◆ **About this exercise**
For this exercise, repeat the records below exactly and omit every picture.

◆ **Data to process**
[Start of section]

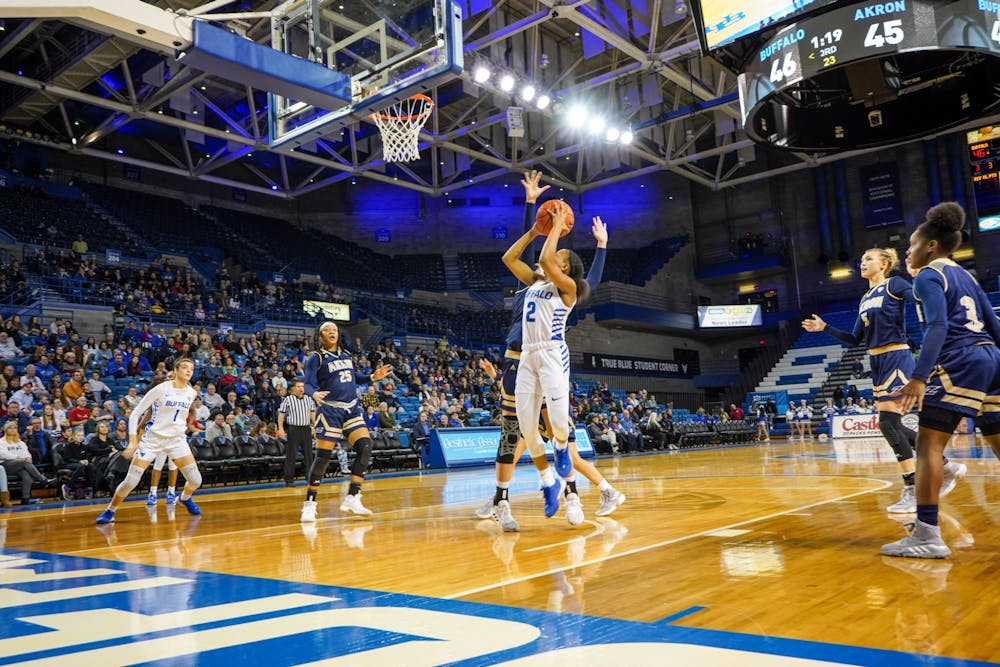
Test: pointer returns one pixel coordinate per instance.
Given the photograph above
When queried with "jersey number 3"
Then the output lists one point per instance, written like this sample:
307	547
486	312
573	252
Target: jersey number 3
974	323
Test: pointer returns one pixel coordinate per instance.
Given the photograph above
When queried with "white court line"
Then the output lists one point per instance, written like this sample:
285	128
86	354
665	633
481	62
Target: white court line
657	545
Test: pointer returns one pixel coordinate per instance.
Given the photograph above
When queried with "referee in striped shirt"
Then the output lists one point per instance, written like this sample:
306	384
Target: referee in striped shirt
296	412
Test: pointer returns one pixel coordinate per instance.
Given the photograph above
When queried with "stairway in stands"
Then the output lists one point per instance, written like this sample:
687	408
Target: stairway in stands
452	274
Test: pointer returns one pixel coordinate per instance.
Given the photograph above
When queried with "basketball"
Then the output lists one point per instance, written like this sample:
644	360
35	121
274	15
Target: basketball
543	218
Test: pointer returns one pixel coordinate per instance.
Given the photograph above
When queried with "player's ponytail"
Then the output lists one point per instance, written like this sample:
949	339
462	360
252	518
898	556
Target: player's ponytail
577	274
944	224
890	256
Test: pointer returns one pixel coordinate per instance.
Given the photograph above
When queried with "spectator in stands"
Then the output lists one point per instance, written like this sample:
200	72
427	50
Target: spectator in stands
252	423
120	434
387	418
388	396
17	416
116	367
70	364
421	432
372	420
32	383
601	436
45	370
217	427
8	350
80	413
97	389
40	443
235	424
211	398
370	399
137	364
229	405
80	246
49	422
21	397
838	396
16	460
628	432
653	428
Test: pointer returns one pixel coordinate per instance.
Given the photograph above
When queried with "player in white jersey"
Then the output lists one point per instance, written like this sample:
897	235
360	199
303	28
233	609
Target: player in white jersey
543	371
165	432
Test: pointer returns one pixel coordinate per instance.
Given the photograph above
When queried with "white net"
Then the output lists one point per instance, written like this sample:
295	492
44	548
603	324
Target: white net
400	127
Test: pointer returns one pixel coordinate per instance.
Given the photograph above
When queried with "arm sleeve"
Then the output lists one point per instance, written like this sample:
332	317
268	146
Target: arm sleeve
929	289
145	404
309	370
900	288
853	338
990	318
596	269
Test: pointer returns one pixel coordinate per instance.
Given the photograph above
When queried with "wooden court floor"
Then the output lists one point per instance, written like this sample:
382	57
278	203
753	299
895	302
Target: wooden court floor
757	555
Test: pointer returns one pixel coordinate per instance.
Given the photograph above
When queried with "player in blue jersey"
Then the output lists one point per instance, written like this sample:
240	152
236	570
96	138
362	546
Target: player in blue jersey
543	370
957	374
170	405
511	441
332	382
880	327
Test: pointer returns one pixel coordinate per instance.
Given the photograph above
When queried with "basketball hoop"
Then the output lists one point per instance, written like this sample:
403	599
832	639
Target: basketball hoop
400	126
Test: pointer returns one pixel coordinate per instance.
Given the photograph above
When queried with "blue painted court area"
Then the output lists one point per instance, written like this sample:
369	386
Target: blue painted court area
78	611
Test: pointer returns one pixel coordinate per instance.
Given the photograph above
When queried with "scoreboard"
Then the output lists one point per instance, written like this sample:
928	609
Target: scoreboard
984	156
869	73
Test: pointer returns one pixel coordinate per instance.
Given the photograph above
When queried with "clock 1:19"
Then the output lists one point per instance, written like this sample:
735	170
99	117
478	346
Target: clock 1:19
830	37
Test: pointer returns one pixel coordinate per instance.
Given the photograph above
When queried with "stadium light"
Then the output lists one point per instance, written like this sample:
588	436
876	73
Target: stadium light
482	74
576	116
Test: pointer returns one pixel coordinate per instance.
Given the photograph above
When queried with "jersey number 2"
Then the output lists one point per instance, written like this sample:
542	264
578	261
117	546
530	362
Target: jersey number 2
529	314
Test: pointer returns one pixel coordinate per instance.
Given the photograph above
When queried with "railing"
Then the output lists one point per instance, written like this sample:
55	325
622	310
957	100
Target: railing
634	295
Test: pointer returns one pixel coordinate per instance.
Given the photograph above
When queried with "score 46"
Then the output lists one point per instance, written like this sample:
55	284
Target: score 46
784	68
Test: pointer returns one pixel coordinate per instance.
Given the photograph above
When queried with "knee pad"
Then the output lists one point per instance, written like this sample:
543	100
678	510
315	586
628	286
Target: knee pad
939	419
192	474
132	478
318	469
362	457
891	426
510	433
989	428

[End of section]

◆ **Solution to this problem**
Test: pointer returns one pixel coordinate per instance.
Given the photograph above
When queried with "jersey number 3"
Then the output lists one point per instance, written like this sample:
307	547
486	312
573	252
Target: jersey number 3
974	323
Test: pointer returns one pixel coordinate per instance.
Given the photograph above
When queried with "white court line"
Then the output lists one point per instance, written like this sample:
285	128
86	354
665	633
481	62
Target: white court line
657	545
Test: pointer returns one pixel coordinate per instance.
Given the photograph above
When queried with "referee in striped shirt"
Then the output lists one point per instance, written like this sample:
306	384
Target: referee in striped shirt
296	412
Test: pointer returns one pixel coordinate per instance.
Given the photograph above
When queried with "stairway in stands"
Then the output lists one point per instance, written like this sample:
687	408
Target: stairway in stands
452	274
Test: pointer returns one pixel coordinate per instance.
Given the photograph above
When queried with "basketball"
Then the output lists one point per instance, written like this sample:
644	360
35	121
274	15
Target: basketball
543	218
Test: pointer returns one pixel coordinate per instance.
Given the photograph above
When queried with "player's ponytail"
Then the output lists one point per instance, written like this sample:
949	339
462	360
252	518
898	556
Target: player's ponytail
577	274
944	224
890	256
Test: pointer returns one pixel coordinate per instance.
Given the photograph above
When queried with "spectator in stands"
Then the output lists one point per instance, written like this sample:
200	72
427	50
Target: spectator in stands
252	423
120	434
387	418
388	396
17	416
116	367
70	364
421	432
372	420
32	383
601	436
45	370
217	427
8	350
80	413
97	389
40	443
235	424
211	398
370	399
137	364
229	405
80	246
49	422
21	397
838	396
16	460
628	432
653	428
Test: pointer returns one pixel coordinate per instance.
Given the photograph above
When queried with "player in white jersey"
Then the output lists one point per instance, written like this sample:
897	235
360	199
303	28
233	609
Target: player in white jersey
543	371
165	432
Test: pointer returns one pixel coordinate per instance.
Given the photograph above
When queried with "white net"
Then the output lists one point per instance, written like this sample:
295	492
44	548
603	324
Target: white net
400	127
Test: pointer returns one pixel coordinate per instance.
Given the photograph above
When queried with "arm sleeve"
Then the output lists one point per instance, written like this sample:
332	317
268	146
Target: arm sleeve
929	289
145	404
309	370
900	288
853	338
990	318
596	269
Test: pointer returns one pixel coordinate per instance.
Given the photograph above
When queried with "wooden court floor"
Then the output lists one point per instance, written like this sample:
382	57
278	203
753	299
895	302
Target: wooden court floor
757	555
Test: pointer returns one pixel coordinate per instance.
Given the photograph above
When queried with "player in blue jersey"
Then the output lists one point per instance, written like this sample:
240	152
236	570
96	138
362	546
Target: player in blue jersey
543	370
957	374
170	405
511	441
332	382
880	327
Test: pointer returns one pixel coordinate per instance.
Given the photograph above
When queried with "basketball hoop"
Then the output lists one point per instance, written like this sample:
403	599
832	639
Target: basketball hoop
400	126
Test: pointer returns one pixel coordinate per instance.
Given the photograph above
When queried with "blue painted court area"
Then the output lists one point per instance, written like this sample:
369	386
Target: blue painted court area
78	611
Test: pointer returns one pixel coordinate per instance.
Given the photograph above
When queried with "scoreboard"
Then the output lists one point per instance, written like this sample:
928	609
Target: scoreboard
984	156
869	73
Test: pointer returns one pixel coordinate per instance.
Given the photograph above
When queried with "clock 1:19"
Then the output lists one point per instance, written like this sample:
735	170
99	117
478	346
Target: clock 1:19
830	37
Test: pointer returns one pixel coordinate per instance.
Given the photograph above
When queried with "stadium light"
Then the output lists one point per instance, written like this sample:
588	436
876	73
Target: stadium light
482	74
576	116
Test: pointer returns one pixel coordinate per instance.
Given the photograph above
When queried with "jersey number 2"
Then the output lists one point per instance, written like this sample:
542	264
578	261
117	546
530	362
Target: jersey number 2
529	314
Test: pointer returns one pixel coordinate per instance.
Given the photograph above
When queried with "railing"
Then the output lists one point per instance, written like this sample:
55	325
622	310
957	100
Target: railing
634	295
Test: pointer returns one pixel coordinate per instance.
Given the photograph above
When queried with "score 46"
Then the output lists one point per instance, written like this sample:
55	284
Target: score 46
784	68
Test: pointer returns one pixel coordinate per instance.
Given the photograph above
When queried with "knee pad"
Then the output lists one point per instance, written like this sample:
543	100
678	510
315	586
628	286
Target: knee pad
939	419
192	474
132	478
318	469
362	457
891	426
510	433
989	428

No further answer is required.